Les juges de Jérôme Kerviel sont en position de quitte ou double. Soit ils accusent le système pour déclencher la révolution, soit ils accusent Jérôme Kerviel pour préserver leur salaire et leur droit à juger. Si les juges de Kerviel décident la révolution, ils risquent très au-delà de leur propre situation personnelle : mise en banqueroute de la Société Générale, donc de l’État français, donc de la zone euro, donc de l’Allemagne, donc de la Chine, donc de la zone dollar, donc de l’empire militaro-financier étatsunien.

Aider Jérôme Kerviel et ses juges à restaurer la loi donc la possibilité de justice, c’est proposer le système monétaire et financier alternatif qui remplacera l’actuel simulacre de légalité. Cette alternative existe et fonctionne mais n’est pas reconnue comme système monétaire légal. Pour sauver le soldat Kerviel, il faut montrer que les euros et les dollars joués aux dépens de la réputation des actionnaires dirigeants de la Société Générale n’auraient profité qu’aux déposants et débiteurs de la banque s’il y avait eu une chambre centrale de compensation des marchés financiers en euro.

_CONSIGNE ÉCRITE 1_
Extrayez de l'extrait sur l'affaire Kerviel le passage situé entre "Aider Jérôme Kerviel" et "financiers en euro.", bornes incluses.

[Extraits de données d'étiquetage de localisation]

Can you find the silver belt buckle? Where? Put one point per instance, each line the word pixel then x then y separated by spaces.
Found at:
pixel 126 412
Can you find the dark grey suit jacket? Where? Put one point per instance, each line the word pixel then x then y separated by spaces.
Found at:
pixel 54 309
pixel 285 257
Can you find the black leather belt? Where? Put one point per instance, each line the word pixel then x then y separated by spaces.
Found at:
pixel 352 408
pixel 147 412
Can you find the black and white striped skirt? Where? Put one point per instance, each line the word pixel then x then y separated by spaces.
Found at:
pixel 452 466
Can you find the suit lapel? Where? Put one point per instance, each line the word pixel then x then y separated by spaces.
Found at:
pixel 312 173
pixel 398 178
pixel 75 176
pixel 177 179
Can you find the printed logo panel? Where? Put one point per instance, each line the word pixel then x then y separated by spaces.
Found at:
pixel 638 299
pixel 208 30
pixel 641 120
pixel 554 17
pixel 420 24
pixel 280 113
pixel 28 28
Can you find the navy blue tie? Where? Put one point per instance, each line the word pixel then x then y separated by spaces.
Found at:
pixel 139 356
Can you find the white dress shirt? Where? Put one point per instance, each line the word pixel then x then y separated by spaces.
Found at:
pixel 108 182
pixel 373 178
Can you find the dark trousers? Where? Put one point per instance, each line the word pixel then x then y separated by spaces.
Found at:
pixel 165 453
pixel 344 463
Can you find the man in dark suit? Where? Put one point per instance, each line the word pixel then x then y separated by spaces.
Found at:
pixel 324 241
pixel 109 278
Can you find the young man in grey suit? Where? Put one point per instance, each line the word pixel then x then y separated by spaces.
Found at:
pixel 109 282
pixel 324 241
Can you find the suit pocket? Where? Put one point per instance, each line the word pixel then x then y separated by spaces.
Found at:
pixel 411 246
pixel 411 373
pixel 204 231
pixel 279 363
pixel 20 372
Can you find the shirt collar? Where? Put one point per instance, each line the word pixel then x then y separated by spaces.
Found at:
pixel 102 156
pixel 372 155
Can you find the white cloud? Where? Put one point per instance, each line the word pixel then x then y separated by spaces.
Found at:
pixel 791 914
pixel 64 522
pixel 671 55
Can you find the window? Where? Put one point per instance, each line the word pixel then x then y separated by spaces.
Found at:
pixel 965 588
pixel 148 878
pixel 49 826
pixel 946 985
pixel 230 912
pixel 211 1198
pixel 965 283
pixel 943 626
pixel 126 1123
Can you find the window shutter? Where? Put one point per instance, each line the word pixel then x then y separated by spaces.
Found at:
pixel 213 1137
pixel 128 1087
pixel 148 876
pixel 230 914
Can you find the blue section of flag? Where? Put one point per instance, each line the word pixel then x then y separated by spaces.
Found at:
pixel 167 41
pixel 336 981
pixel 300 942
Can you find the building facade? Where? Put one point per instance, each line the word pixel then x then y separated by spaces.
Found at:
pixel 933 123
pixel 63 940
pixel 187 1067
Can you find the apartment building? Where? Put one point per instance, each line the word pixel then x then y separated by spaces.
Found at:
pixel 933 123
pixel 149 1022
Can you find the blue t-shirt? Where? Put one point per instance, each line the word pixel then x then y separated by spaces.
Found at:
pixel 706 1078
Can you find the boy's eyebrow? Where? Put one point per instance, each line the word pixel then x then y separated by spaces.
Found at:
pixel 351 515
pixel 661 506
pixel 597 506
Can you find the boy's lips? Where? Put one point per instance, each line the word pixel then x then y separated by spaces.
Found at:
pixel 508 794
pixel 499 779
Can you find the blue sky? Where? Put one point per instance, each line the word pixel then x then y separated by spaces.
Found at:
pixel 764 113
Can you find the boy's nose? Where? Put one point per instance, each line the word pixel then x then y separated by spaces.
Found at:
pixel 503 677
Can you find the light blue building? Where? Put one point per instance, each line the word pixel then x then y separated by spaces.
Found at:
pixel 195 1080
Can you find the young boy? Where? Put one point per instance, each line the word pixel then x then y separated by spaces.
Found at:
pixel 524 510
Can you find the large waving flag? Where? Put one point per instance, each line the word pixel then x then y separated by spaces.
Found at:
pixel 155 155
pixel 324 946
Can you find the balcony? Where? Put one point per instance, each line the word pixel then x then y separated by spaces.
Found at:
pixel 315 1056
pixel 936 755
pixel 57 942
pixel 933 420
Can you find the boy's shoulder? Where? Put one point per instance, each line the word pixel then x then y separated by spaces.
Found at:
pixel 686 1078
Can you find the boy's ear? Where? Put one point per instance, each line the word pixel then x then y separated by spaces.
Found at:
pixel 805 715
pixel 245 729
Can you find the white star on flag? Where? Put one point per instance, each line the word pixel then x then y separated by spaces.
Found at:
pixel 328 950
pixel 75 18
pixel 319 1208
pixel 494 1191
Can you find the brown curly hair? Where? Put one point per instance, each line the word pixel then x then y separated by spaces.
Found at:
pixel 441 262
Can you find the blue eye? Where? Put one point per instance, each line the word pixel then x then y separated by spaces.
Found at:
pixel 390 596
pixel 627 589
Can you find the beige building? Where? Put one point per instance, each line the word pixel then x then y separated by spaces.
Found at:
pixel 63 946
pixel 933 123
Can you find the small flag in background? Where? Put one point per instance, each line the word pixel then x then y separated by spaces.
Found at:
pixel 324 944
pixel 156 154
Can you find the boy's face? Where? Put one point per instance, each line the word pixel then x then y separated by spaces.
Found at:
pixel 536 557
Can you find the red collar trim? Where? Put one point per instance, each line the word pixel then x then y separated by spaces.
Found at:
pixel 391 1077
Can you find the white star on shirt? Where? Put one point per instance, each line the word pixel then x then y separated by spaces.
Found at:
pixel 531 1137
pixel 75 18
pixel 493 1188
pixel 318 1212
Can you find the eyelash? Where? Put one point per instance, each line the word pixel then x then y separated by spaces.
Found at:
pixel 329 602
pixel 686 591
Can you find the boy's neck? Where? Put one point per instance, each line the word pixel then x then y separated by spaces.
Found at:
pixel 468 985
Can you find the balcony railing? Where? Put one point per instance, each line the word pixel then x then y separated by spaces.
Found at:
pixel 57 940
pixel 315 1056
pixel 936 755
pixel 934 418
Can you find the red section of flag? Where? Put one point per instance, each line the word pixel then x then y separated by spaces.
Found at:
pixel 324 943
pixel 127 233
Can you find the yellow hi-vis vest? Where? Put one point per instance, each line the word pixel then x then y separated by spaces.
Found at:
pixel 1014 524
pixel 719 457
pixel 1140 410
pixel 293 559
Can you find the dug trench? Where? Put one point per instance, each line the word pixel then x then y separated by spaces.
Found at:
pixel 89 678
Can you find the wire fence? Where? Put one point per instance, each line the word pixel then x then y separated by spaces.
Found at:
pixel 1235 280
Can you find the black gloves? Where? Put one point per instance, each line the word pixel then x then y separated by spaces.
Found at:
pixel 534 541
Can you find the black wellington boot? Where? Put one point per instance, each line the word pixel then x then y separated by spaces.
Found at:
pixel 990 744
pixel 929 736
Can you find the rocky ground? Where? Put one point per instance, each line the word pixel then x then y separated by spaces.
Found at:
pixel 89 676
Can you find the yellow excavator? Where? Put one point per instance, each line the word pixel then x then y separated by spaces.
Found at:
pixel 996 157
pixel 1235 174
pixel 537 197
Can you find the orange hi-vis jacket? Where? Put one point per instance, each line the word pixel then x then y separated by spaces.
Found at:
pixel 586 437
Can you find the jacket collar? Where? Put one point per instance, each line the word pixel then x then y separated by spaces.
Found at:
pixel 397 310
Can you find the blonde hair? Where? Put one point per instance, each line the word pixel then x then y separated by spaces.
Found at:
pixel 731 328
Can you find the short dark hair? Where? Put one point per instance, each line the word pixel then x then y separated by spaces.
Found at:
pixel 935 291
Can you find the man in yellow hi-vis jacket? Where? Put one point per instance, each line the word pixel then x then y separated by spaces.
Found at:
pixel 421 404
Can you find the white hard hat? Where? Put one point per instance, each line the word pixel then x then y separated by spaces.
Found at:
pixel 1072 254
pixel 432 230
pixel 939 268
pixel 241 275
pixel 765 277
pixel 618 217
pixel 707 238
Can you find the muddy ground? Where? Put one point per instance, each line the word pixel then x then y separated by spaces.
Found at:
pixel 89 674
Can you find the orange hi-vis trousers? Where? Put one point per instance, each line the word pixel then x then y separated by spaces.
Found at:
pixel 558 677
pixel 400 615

_CONSIGNE ÉCRITE 2_
Recopiez à l'identique les lignes des enregistrements qui vont de la ligne contenant "Can you find the orange hi-vis trousers?" jusqu'à la fin des enregistrements, ces deux limites comprises.

_RÉPONSE ATTENDUE 1_
Aider Jérôme Kerviel et ses juges à restaurer la loi donc la possibilité de justice, c’est proposer le système monétaire et financier alternatif qui remplacera l’actuel simulacre de légalité. Cette alternative existe et fonctionne mais n’est pas reconnue comme système monétaire légal. Pour sauver le soldat Kerviel, il faut montrer que les euros et les dollars joués aux dépens de la réputation des actionnaires dirigeants de la Société Générale n’auraient profité qu’aux déposants et débiteurs de la banque s’il y avait eu une chambre centrale de compensation des marchés financiers en euro.

_RÉPONSE ATTENDUE 2_
Can you find the orange hi-vis trousers? Where? Put one point per instance, each line the word pixel then x then y separated by spaces.
Found at:
pixel 558 677
pixel 400 615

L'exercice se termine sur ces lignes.